■ **Action item**:
Each line in the records that mentions the word "rubber" needs to be listed.

■ **Extracted records**:
====

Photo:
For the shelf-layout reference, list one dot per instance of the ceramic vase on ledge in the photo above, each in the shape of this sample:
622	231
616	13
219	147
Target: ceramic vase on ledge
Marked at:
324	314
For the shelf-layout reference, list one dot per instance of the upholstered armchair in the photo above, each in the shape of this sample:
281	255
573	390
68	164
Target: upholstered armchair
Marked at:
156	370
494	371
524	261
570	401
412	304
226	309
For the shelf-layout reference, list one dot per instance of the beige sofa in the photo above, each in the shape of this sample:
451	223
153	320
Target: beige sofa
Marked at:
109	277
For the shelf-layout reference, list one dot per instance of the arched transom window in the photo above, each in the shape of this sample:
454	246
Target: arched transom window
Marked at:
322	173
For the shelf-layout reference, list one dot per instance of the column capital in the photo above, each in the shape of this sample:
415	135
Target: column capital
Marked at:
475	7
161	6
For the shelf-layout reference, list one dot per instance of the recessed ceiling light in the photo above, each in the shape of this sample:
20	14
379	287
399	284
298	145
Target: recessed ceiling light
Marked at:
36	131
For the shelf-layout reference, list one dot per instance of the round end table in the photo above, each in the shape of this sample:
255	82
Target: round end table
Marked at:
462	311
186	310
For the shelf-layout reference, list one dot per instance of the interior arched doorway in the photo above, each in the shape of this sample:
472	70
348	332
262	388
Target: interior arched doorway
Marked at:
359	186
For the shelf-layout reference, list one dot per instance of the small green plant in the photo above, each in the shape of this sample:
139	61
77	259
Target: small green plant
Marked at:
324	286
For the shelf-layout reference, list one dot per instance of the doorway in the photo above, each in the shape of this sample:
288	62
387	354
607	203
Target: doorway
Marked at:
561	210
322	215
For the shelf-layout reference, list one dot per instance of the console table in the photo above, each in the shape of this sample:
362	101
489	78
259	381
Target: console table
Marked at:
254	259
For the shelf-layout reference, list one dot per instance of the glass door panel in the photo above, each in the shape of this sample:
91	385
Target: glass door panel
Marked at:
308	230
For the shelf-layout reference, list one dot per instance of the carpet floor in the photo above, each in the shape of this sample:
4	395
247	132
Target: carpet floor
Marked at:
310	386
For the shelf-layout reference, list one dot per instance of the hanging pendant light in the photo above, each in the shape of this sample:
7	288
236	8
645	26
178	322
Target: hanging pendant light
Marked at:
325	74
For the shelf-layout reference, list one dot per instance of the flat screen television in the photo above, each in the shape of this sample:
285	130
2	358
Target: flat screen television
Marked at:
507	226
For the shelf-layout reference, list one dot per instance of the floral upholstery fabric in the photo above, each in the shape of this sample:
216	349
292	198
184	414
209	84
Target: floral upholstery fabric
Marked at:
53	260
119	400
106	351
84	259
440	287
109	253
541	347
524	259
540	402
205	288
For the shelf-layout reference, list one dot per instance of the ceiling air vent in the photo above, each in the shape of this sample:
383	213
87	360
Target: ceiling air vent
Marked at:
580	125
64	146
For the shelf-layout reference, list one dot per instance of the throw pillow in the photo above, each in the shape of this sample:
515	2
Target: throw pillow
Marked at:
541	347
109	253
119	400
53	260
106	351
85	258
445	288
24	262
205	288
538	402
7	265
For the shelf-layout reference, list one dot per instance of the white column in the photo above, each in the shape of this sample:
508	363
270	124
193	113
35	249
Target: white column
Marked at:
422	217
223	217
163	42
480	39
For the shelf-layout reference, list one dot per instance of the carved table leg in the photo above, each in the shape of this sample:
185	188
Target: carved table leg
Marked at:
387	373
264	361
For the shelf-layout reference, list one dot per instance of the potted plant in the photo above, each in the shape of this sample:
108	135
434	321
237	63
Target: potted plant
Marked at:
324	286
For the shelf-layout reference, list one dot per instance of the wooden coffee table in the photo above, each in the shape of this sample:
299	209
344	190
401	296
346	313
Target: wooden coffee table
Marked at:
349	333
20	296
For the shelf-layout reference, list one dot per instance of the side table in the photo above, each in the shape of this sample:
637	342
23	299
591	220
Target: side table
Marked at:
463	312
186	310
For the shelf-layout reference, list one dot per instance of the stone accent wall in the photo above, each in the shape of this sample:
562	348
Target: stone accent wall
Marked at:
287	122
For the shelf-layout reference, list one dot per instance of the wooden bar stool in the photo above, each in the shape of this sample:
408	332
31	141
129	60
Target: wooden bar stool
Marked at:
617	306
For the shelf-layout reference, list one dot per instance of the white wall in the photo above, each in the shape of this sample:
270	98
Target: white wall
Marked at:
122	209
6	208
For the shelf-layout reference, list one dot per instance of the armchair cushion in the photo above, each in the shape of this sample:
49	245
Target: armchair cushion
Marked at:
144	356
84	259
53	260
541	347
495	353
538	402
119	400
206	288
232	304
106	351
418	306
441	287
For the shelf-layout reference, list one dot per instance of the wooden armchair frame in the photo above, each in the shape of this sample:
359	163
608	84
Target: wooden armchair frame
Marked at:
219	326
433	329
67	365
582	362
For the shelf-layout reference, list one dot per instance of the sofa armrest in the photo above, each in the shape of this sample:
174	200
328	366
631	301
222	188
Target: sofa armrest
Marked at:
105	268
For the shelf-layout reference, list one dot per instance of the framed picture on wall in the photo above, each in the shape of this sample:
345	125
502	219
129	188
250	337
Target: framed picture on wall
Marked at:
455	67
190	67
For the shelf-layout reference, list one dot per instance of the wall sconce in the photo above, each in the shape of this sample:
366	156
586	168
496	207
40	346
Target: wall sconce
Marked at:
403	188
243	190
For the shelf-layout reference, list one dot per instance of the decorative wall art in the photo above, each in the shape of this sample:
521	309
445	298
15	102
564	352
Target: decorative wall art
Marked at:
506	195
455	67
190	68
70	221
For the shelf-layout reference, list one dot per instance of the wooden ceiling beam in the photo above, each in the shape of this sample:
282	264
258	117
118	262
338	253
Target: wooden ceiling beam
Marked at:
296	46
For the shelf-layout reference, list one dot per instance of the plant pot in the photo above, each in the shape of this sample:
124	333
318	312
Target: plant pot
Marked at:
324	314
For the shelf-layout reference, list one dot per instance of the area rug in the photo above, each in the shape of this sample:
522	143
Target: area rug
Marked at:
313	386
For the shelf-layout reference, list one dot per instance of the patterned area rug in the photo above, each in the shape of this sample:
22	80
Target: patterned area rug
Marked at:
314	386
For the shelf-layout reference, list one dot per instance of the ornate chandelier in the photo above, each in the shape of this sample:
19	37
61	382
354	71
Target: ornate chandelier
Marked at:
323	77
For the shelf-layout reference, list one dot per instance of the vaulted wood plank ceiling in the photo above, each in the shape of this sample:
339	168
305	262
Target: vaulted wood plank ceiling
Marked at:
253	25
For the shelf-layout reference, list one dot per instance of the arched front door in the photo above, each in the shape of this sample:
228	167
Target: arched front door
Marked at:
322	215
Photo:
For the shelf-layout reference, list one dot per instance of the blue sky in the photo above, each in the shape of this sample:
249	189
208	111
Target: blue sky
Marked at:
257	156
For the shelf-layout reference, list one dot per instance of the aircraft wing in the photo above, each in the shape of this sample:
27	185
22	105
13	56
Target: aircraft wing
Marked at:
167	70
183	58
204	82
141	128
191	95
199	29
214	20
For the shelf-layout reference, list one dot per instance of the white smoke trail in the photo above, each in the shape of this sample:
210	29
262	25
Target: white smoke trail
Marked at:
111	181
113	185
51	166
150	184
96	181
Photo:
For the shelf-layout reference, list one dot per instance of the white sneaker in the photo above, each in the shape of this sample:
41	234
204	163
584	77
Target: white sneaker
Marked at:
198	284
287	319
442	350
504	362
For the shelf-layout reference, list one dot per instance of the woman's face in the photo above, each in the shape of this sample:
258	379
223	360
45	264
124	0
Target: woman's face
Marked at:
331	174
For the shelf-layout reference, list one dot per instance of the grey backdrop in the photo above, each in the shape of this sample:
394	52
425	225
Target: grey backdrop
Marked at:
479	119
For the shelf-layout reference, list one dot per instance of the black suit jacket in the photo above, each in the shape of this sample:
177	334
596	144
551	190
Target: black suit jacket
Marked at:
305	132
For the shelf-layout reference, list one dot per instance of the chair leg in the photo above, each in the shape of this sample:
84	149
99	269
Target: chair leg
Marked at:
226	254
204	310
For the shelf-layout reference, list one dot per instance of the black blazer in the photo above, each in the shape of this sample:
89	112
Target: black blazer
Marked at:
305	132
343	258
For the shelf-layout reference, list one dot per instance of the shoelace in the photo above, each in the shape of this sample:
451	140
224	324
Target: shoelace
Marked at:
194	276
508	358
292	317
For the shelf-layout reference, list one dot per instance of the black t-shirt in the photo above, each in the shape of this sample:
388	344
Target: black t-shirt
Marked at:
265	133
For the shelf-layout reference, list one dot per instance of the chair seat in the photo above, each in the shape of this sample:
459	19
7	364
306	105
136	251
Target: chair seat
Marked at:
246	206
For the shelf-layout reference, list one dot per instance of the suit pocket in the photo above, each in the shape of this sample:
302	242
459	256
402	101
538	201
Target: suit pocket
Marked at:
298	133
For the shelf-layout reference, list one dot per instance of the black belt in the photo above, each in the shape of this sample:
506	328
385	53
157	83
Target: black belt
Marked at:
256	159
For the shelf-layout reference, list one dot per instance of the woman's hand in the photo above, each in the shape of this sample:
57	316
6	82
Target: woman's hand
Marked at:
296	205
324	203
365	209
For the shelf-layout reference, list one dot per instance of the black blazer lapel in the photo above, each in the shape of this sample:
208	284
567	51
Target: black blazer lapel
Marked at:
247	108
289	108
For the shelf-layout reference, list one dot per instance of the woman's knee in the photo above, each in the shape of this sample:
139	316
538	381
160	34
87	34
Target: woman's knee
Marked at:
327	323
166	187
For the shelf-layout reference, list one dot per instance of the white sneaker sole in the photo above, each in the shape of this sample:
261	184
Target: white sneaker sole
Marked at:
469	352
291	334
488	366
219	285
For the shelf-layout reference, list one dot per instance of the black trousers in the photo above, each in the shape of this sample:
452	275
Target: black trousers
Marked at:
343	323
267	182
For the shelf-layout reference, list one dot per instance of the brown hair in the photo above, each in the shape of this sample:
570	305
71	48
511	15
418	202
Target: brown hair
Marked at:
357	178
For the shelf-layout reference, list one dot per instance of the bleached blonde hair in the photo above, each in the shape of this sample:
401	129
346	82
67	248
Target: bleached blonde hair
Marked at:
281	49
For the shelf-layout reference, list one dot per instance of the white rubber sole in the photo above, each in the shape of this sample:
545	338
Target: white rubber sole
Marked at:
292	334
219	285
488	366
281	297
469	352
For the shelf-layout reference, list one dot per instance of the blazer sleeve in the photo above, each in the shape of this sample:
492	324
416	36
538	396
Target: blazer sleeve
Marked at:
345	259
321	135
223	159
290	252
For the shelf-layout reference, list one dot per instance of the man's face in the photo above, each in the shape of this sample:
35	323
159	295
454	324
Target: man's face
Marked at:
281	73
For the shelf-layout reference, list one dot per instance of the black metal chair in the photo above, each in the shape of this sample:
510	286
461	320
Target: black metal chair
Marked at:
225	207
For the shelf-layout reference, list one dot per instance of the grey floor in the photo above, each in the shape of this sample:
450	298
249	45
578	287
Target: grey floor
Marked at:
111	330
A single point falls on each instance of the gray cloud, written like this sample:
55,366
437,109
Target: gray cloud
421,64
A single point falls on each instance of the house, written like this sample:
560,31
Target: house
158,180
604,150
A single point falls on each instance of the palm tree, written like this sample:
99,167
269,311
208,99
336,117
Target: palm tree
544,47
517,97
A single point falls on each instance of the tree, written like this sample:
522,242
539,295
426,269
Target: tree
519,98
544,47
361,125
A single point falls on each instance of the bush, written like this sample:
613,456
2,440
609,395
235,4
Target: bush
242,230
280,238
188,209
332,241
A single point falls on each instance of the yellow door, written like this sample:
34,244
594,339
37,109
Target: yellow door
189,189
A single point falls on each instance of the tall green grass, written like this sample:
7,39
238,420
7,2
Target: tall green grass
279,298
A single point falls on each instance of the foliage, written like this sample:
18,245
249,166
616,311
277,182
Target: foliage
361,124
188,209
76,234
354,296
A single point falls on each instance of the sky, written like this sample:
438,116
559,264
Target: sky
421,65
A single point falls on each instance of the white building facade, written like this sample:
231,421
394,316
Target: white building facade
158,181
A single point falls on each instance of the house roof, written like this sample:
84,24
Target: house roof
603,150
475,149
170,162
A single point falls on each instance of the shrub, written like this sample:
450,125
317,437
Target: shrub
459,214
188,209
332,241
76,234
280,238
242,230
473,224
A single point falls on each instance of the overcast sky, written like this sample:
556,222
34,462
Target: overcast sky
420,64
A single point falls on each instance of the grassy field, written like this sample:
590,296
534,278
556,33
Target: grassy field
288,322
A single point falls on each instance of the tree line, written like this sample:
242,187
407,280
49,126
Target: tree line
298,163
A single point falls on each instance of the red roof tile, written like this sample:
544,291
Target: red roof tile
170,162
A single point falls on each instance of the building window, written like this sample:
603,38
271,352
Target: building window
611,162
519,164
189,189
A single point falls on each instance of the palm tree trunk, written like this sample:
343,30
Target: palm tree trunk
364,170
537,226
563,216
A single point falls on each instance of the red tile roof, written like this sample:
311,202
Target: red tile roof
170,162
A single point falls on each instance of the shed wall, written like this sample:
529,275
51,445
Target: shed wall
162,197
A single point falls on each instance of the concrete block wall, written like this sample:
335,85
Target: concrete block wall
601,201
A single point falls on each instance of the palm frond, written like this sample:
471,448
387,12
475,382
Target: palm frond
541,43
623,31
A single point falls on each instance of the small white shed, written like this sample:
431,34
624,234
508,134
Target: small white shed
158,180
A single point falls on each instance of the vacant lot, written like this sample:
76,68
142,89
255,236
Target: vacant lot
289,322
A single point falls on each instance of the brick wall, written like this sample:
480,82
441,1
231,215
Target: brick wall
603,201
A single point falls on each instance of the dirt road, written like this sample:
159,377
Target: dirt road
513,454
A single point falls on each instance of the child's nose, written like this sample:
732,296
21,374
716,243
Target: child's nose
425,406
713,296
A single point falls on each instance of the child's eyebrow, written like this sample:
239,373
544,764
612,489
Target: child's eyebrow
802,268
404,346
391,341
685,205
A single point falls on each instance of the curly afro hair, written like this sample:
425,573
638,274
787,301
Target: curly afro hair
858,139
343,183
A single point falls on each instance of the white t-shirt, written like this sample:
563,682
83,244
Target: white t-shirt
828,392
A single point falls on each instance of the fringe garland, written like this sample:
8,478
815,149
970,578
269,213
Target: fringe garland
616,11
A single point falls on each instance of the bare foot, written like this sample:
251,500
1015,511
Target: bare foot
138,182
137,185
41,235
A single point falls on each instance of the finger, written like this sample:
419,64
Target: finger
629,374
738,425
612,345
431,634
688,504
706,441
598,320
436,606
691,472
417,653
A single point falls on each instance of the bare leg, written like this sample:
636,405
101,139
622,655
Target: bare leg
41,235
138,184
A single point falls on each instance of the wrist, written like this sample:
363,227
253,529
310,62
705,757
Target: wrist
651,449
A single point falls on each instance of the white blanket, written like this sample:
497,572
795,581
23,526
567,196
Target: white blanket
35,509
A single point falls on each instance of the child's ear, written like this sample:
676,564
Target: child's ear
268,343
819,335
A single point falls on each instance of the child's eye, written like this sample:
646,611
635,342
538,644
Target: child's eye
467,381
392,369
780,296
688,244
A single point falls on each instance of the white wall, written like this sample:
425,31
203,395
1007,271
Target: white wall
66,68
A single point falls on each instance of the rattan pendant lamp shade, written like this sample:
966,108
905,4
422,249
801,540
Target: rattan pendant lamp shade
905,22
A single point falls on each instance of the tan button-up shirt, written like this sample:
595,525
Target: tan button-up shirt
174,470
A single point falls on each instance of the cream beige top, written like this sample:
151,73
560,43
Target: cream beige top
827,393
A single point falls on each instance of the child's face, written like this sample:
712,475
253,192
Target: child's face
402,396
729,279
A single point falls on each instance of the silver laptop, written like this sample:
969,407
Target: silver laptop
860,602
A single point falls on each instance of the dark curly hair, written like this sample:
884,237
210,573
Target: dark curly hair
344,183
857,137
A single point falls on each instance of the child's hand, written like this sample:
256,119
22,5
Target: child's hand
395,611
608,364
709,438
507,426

====

■ **Finished task**:
For the shelf-layout reference, list one dot per instance of the white rubber sole in the photo above, each in the shape of this sample:
Target: white rubber sole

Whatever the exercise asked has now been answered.